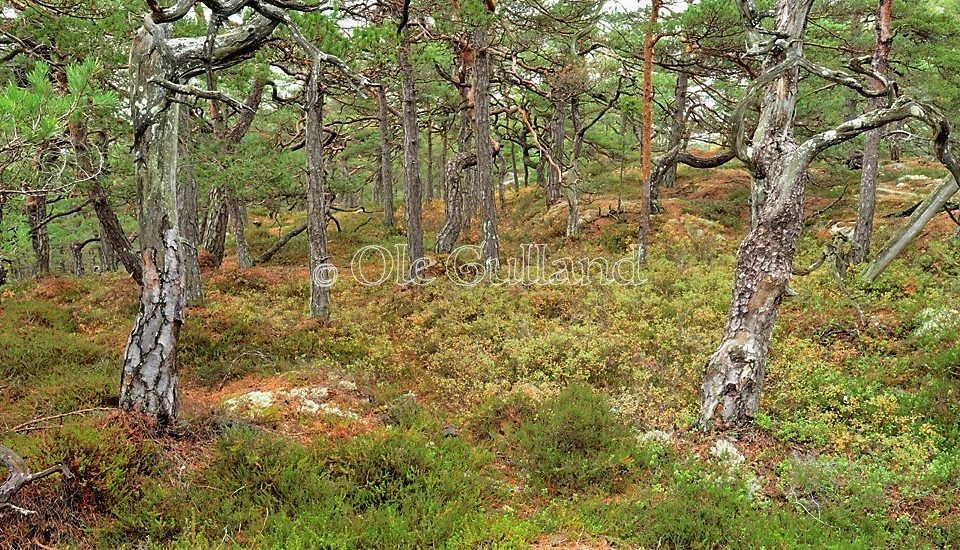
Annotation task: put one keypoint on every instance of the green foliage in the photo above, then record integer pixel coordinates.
(385, 489)
(576, 443)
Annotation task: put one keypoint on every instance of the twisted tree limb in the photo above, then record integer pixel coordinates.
(20, 476)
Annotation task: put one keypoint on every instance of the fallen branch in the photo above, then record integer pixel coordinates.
(20, 476)
(56, 417)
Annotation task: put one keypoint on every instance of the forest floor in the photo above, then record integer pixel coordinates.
(514, 415)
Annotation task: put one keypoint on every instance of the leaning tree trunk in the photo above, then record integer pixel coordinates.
(557, 137)
(36, 206)
(573, 194)
(453, 213)
(316, 201)
(412, 199)
(149, 382)
(187, 196)
(454, 201)
(931, 206)
(735, 372)
(646, 141)
(235, 212)
(215, 232)
(679, 130)
(871, 147)
(386, 160)
(489, 236)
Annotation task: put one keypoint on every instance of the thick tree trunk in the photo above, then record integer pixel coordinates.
(386, 162)
(317, 201)
(557, 137)
(734, 374)
(489, 235)
(454, 190)
(36, 206)
(453, 213)
(187, 197)
(412, 200)
(871, 147)
(215, 232)
(149, 381)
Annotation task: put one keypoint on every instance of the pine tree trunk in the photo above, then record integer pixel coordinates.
(646, 140)
(573, 195)
(235, 212)
(679, 130)
(149, 381)
(871, 147)
(187, 197)
(317, 201)
(735, 373)
(36, 206)
(215, 234)
(489, 235)
(386, 162)
(557, 137)
(412, 200)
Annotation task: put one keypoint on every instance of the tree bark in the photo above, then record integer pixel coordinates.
(187, 197)
(36, 209)
(386, 162)
(557, 137)
(113, 238)
(735, 372)
(489, 235)
(646, 140)
(149, 381)
(215, 234)
(412, 200)
(316, 201)
(573, 194)
(679, 129)
(871, 147)
(235, 212)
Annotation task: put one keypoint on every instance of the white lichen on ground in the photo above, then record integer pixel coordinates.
(310, 400)
(933, 320)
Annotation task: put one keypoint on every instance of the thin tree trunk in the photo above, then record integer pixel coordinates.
(871, 147)
(573, 194)
(235, 212)
(557, 137)
(281, 242)
(386, 162)
(187, 197)
(679, 129)
(489, 235)
(317, 201)
(36, 206)
(412, 200)
(215, 234)
(930, 207)
(428, 192)
(646, 139)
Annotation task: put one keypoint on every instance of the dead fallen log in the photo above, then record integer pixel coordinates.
(20, 476)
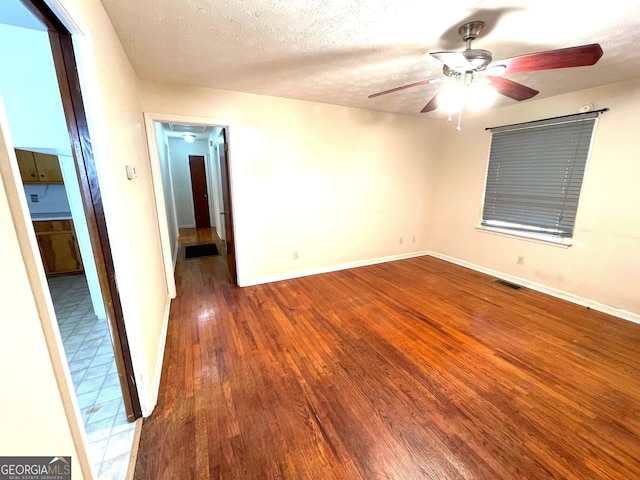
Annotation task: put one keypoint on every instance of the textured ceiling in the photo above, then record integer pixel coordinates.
(340, 51)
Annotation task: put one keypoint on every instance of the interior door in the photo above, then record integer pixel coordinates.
(228, 216)
(199, 191)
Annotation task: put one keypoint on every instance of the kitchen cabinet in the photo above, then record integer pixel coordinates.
(58, 246)
(38, 167)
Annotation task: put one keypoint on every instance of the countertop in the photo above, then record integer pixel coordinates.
(51, 216)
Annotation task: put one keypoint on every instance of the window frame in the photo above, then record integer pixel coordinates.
(540, 237)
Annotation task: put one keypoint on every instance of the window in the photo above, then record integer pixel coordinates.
(535, 175)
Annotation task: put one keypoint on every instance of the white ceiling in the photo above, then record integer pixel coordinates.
(340, 51)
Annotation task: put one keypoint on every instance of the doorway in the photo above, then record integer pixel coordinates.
(169, 153)
(199, 191)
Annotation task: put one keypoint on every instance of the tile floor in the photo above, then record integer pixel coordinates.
(87, 344)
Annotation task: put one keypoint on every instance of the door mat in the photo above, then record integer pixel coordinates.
(204, 250)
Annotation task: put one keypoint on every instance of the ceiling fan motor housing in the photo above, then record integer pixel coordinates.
(478, 59)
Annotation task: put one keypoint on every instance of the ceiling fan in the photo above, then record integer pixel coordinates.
(472, 65)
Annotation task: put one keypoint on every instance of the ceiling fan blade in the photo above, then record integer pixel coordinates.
(454, 60)
(410, 85)
(432, 105)
(581, 56)
(512, 89)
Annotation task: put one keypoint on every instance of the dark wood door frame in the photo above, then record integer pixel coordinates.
(199, 191)
(225, 180)
(82, 150)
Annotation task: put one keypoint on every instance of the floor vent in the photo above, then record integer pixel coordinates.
(504, 283)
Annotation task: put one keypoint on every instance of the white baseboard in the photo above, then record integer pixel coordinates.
(554, 292)
(330, 268)
(155, 386)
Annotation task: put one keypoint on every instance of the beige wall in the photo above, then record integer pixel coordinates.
(36, 389)
(338, 185)
(603, 264)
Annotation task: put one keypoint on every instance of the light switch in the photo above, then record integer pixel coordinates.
(132, 172)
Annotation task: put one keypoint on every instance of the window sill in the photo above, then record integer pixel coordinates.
(532, 237)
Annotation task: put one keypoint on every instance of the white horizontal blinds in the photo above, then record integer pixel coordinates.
(535, 175)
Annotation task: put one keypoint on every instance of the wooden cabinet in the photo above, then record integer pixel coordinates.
(58, 246)
(38, 167)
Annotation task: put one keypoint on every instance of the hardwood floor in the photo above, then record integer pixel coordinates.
(405, 370)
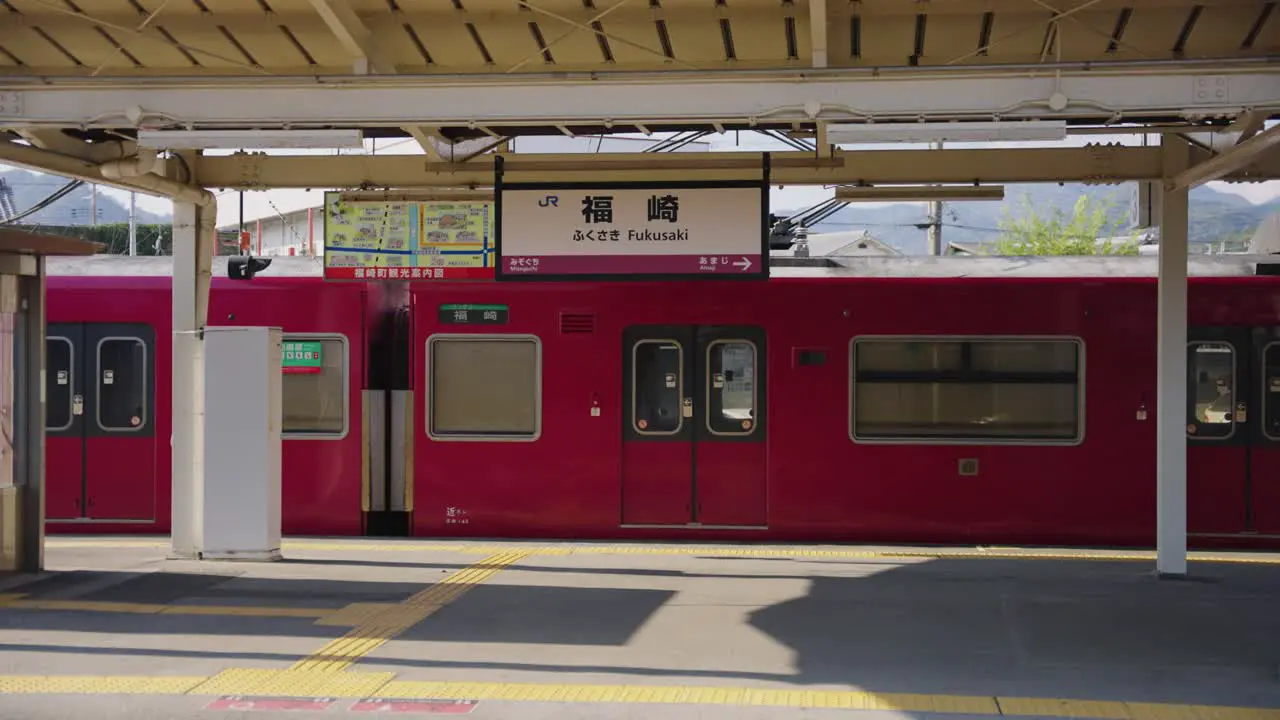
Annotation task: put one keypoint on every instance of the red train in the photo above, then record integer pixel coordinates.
(890, 401)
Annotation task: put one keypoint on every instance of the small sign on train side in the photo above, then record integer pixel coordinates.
(618, 231)
(472, 314)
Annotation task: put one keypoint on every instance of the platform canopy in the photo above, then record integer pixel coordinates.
(449, 69)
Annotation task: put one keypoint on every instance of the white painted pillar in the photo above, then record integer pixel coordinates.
(192, 268)
(1171, 368)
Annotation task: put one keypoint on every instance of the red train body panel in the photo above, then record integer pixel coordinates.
(632, 436)
(128, 478)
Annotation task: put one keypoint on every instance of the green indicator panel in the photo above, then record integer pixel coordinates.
(301, 358)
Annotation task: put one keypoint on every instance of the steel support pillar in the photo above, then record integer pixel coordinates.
(30, 417)
(1171, 367)
(193, 238)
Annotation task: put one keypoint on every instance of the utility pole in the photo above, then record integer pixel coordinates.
(133, 224)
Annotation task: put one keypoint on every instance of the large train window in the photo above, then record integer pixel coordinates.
(1211, 401)
(731, 387)
(1271, 391)
(122, 383)
(314, 393)
(484, 387)
(60, 368)
(967, 390)
(658, 384)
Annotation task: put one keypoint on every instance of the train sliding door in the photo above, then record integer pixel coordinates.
(1233, 424)
(693, 433)
(99, 422)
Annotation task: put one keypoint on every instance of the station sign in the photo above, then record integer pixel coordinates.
(625, 231)
(407, 240)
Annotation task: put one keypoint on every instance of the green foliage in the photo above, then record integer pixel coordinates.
(1033, 232)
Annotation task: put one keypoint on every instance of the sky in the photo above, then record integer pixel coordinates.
(269, 203)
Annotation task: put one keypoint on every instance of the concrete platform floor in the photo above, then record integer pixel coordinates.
(567, 630)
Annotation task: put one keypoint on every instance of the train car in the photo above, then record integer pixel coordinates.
(892, 400)
(109, 391)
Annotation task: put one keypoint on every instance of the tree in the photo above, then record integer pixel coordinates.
(1059, 233)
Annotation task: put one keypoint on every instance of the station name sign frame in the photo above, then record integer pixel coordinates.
(626, 231)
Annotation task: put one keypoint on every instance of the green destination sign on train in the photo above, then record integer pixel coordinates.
(301, 358)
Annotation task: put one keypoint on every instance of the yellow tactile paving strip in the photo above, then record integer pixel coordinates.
(292, 683)
(380, 627)
(327, 673)
(723, 551)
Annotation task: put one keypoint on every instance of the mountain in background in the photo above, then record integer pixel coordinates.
(74, 209)
(1214, 215)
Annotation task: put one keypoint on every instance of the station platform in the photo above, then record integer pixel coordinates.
(343, 628)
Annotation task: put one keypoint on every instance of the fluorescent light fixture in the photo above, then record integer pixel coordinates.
(906, 194)
(426, 195)
(853, 133)
(248, 139)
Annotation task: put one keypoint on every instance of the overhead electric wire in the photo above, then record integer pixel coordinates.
(49, 200)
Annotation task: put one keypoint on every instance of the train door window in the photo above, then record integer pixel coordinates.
(1271, 391)
(122, 384)
(946, 390)
(658, 386)
(484, 387)
(314, 393)
(60, 368)
(731, 387)
(1211, 401)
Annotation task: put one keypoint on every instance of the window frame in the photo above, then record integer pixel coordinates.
(346, 386)
(429, 400)
(71, 384)
(1235, 392)
(681, 384)
(1262, 390)
(707, 381)
(147, 401)
(1080, 384)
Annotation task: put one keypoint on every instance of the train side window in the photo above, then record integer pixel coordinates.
(731, 387)
(122, 383)
(314, 397)
(60, 368)
(1271, 391)
(657, 386)
(959, 390)
(484, 387)
(1211, 397)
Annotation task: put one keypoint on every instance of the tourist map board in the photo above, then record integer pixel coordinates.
(407, 240)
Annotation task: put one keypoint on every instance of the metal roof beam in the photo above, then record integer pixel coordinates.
(629, 98)
(58, 141)
(1228, 162)
(818, 32)
(355, 37)
(1100, 164)
(78, 168)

......

Exercise prompt:
Look above for the line containing "the train side", then transcribe it and all lines after it through the last, exactly and with nothing else.

Response to this exercise:
Annotation task: put one keypoint on every instance of the train side window in the photo above, then record integer pixel coordinates.
(731, 387)
(122, 383)
(314, 397)
(60, 368)
(1271, 391)
(657, 386)
(959, 390)
(484, 387)
(1211, 397)
Annotation task: put one keypoint on every instance of the tourist map board in the photo above, then record integer pixel coordinates.
(407, 240)
Annotation task: put one keypoint on every instance of the metal roof beam in the photo above, then record integer pixel coordinates.
(629, 98)
(58, 141)
(1228, 162)
(818, 32)
(355, 37)
(1100, 164)
(78, 168)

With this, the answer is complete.